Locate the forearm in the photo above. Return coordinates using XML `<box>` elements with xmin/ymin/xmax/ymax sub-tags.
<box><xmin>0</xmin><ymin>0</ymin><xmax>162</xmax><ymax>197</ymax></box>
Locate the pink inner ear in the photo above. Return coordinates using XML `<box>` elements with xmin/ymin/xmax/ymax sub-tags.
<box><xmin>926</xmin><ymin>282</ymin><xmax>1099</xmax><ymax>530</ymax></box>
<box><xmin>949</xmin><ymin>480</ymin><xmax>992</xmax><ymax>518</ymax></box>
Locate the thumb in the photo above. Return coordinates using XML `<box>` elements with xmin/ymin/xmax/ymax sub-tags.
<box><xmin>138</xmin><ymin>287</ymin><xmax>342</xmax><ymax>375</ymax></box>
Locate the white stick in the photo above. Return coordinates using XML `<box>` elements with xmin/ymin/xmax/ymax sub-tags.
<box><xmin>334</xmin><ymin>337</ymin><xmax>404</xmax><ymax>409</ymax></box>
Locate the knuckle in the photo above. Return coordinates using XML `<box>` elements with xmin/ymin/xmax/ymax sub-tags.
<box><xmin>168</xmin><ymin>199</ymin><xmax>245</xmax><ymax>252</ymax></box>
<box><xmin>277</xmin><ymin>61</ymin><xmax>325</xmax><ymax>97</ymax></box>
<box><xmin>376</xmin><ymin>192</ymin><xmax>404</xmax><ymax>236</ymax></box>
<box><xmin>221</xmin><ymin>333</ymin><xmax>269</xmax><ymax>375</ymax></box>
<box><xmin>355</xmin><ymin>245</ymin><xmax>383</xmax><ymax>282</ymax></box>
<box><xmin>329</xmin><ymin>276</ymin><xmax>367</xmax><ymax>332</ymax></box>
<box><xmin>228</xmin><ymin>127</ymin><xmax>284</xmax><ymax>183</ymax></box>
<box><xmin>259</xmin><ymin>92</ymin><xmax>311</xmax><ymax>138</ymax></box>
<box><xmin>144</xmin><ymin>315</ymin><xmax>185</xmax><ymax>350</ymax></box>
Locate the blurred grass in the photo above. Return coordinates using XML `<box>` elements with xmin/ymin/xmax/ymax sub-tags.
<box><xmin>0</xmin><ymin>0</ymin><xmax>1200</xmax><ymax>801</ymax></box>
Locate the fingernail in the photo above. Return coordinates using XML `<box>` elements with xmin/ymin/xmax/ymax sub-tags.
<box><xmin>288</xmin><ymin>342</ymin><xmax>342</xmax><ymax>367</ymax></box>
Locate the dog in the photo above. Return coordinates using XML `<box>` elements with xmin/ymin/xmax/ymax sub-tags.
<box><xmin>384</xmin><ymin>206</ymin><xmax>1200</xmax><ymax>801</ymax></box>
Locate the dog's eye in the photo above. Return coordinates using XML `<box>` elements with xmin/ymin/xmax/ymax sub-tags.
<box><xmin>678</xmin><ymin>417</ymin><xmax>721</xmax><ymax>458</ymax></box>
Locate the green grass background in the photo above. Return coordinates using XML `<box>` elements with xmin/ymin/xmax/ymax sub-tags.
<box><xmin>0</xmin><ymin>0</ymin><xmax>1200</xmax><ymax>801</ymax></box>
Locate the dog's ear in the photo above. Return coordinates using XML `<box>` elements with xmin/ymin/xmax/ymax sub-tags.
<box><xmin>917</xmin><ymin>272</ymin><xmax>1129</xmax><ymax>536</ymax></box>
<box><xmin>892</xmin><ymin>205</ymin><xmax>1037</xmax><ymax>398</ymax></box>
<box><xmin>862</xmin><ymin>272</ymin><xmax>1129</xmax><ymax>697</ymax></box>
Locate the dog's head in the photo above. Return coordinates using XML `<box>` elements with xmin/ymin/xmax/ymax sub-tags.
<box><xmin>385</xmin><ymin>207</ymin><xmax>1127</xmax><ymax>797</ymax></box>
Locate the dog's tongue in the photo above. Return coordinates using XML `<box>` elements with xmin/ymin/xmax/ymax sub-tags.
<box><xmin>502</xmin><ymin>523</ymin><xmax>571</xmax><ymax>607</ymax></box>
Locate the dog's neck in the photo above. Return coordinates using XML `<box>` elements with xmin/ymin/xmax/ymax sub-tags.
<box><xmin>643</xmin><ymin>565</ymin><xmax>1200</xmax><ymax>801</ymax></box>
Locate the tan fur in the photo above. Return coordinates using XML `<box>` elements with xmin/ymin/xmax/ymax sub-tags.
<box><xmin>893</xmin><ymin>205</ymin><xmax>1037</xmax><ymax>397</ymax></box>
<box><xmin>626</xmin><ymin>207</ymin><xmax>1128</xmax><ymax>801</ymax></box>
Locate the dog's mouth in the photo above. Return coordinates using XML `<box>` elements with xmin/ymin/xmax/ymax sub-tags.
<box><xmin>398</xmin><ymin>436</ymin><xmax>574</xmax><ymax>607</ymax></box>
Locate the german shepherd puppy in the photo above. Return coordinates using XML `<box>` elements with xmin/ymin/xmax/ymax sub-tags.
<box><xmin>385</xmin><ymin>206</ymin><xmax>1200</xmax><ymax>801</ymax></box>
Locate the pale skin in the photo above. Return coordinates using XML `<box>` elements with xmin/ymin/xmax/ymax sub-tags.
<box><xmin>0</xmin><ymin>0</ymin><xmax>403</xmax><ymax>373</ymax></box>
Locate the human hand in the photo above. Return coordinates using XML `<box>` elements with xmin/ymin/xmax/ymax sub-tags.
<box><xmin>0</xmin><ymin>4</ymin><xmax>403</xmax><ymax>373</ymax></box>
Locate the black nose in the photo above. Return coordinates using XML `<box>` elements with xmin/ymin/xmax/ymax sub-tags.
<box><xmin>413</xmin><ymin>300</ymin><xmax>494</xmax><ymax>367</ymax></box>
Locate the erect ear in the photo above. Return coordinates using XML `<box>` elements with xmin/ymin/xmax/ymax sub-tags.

▬▬▬

Render all the entries above as a Markdown table with the columns Row and Entry line. Put the row number in the first column and the line in the second, and leave out blank lines.

> SOLUTION FOR THIS PROBLEM
| Row | Entry line |
|---|---|
| 1 | Locate the forearm in the photo above. Return coordinates using XML `<box>` elements with xmin/ymin/xmax/ymax sub-tags. |
| 2 | <box><xmin>0</xmin><ymin>0</ymin><xmax>162</xmax><ymax>197</ymax></box> |
| 3 | Locate the pink inner ear in the photo above. Return coordinates using XML `<box>` elements with xmin/ymin/xmax/ymax sub-tags. |
| 4 | <box><xmin>926</xmin><ymin>282</ymin><xmax>1099</xmax><ymax>530</ymax></box> |
| 5 | <box><xmin>949</xmin><ymin>480</ymin><xmax>992</xmax><ymax>518</ymax></box> |
| 6 | Locate the thumb in the photo above. Return coordinates using XML `<box>` elements with xmin/ymin/xmax/ymax sub-tags. |
| 7 | <box><xmin>138</xmin><ymin>287</ymin><xmax>342</xmax><ymax>375</ymax></box> |
| 8 | Locate the white stick in the photo above. Return coordinates using XML `<box>` elements with xmin/ymin/xmax/ymax sub-tags. |
| 9 | <box><xmin>334</xmin><ymin>337</ymin><xmax>404</xmax><ymax>409</ymax></box> |
| 10 | Locate the knuckle in the photo above. Return coordinates using XML `<box>` elements with xmin/ymin/xmax/ymax sub-tags. |
| 11 | <box><xmin>168</xmin><ymin>199</ymin><xmax>245</xmax><ymax>252</ymax></box> |
| 12 | <box><xmin>277</xmin><ymin>61</ymin><xmax>325</xmax><ymax>97</ymax></box> |
| 13 | <box><xmin>376</xmin><ymin>192</ymin><xmax>404</xmax><ymax>236</ymax></box> |
| 14 | <box><xmin>221</xmin><ymin>333</ymin><xmax>269</xmax><ymax>375</ymax></box> |
| 15 | <box><xmin>355</xmin><ymin>245</ymin><xmax>383</xmax><ymax>282</ymax></box> |
| 16 | <box><xmin>329</xmin><ymin>276</ymin><xmax>367</xmax><ymax>332</ymax></box> |
| 17 | <box><xmin>228</xmin><ymin>127</ymin><xmax>284</xmax><ymax>183</ymax></box> |
| 18 | <box><xmin>259</xmin><ymin>92</ymin><xmax>311</xmax><ymax>138</ymax></box> |
| 19 | <box><xmin>144</xmin><ymin>315</ymin><xmax>185</xmax><ymax>350</ymax></box> |
| 20 | Locate the blurred grass in the photo above. Return coordinates using XML `<box>` elements with xmin/ymin/xmax/ymax sub-tags. |
| 21 | <box><xmin>0</xmin><ymin>0</ymin><xmax>1200</xmax><ymax>801</ymax></box> |
| 22 | Locate the fingernail in the photo above. Return coordinates using XML `<box>` elements with xmin/ymin/xmax/ymax sub-tags. |
| 23 | <box><xmin>288</xmin><ymin>342</ymin><xmax>342</xmax><ymax>367</ymax></box> |
| 24 | Locate the dog in the photo above. Return coordinates using XML `<box>` elements with xmin/ymin/xmax/ymax sub-tags. |
| 25 | <box><xmin>384</xmin><ymin>206</ymin><xmax>1200</xmax><ymax>801</ymax></box> |
| 26 | Locate the dog's eye in the photo above. Return coordinates using XML `<box>` elements with xmin/ymin/xmax/ymax sub-tags. |
| 27 | <box><xmin>678</xmin><ymin>417</ymin><xmax>721</xmax><ymax>458</ymax></box> |
| 28 | Locate the green grass background in the photo above. Return coordinates using XML `<box>` elements with xmin/ymin/xmax/ymax sub-tags. |
| 29 | <box><xmin>0</xmin><ymin>0</ymin><xmax>1200</xmax><ymax>801</ymax></box> |
| 30 | Locate the dog's ear in the photo above. Return coordinates using XML `<box>` elements with xmin/ymin/xmax/ymax sub-tags. |
| 31 | <box><xmin>917</xmin><ymin>272</ymin><xmax>1129</xmax><ymax>536</ymax></box> |
| 32 | <box><xmin>892</xmin><ymin>205</ymin><xmax>1037</xmax><ymax>398</ymax></box> |
| 33 | <box><xmin>862</xmin><ymin>272</ymin><xmax>1129</xmax><ymax>697</ymax></box> |
| 34 | Locate the dog's head in the photo above. Return coordinates using XML `<box>` elements with xmin/ymin/xmax/ymax sub-tags. |
| 35 | <box><xmin>385</xmin><ymin>207</ymin><xmax>1127</xmax><ymax>797</ymax></box> |
| 36 | Locate the dog's tongue in the photo above. Return coordinates using XML `<box>` elements with xmin/ymin/xmax/ymax sub-tags. |
| 37 | <box><xmin>502</xmin><ymin>523</ymin><xmax>571</xmax><ymax>607</ymax></box> |
| 38 | Locate the dog's neck in the photo above. Return coordinates using XML `<box>` elements with xmin/ymin/xmax/ymax sub-tags. |
| 39 | <box><xmin>643</xmin><ymin>565</ymin><xmax>1200</xmax><ymax>801</ymax></box> |
| 40 | Locate the tan fur in the photo above. Return coordinates using XML `<box>` elements with xmin/ymin/xmax/ymax sub-tags. |
| 41 | <box><xmin>893</xmin><ymin>205</ymin><xmax>1037</xmax><ymax>397</ymax></box> |
| 42 | <box><xmin>626</xmin><ymin>207</ymin><xmax>1128</xmax><ymax>801</ymax></box> |
| 43 | Locate the dog's mouth in the photo above. Return coordinates using XML `<box>` elements with xmin/ymin/xmax/ymax sub-tags. |
| 44 | <box><xmin>398</xmin><ymin>436</ymin><xmax>574</xmax><ymax>607</ymax></box> |
| 45 | Locate the german shepherd puppy in the photo above. Return coordinates using XML `<box>` elements with xmin/ymin/xmax/ymax sub-tags. |
| 46 | <box><xmin>385</xmin><ymin>206</ymin><xmax>1200</xmax><ymax>801</ymax></box> |
| 47 | Locate the pale skin in the photo above. Return coordinates using XML `<box>` elements with xmin/ymin/xmax/ymax sub-tags. |
| 48 | <box><xmin>0</xmin><ymin>0</ymin><xmax>403</xmax><ymax>373</ymax></box> |
| 49 | Locate the human hand in the photo above. Return coordinates using XML `<box>` elements with xmin/ymin/xmax/ymax sub-tags. |
| 50 | <box><xmin>0</xmin><ymin>4</ymin><xmax>403</xmax><ymax>373</ymax></box> |
| 51 | Locate the black nose in the photo above. Return coordinates using XML `<box>` elements with xmin/ymin/xmax/ymax sub-tags. |
| 52 | <box><xmin>413</xmin><ymin>300</ymin><xmax>494</xmax><ymax>367</ymax></box> |
| 53 | Locate the erect ear in the photo above. Return coordinates using XML `<box>` elements with xmin/ymin/xmax/ymax sub-tags. |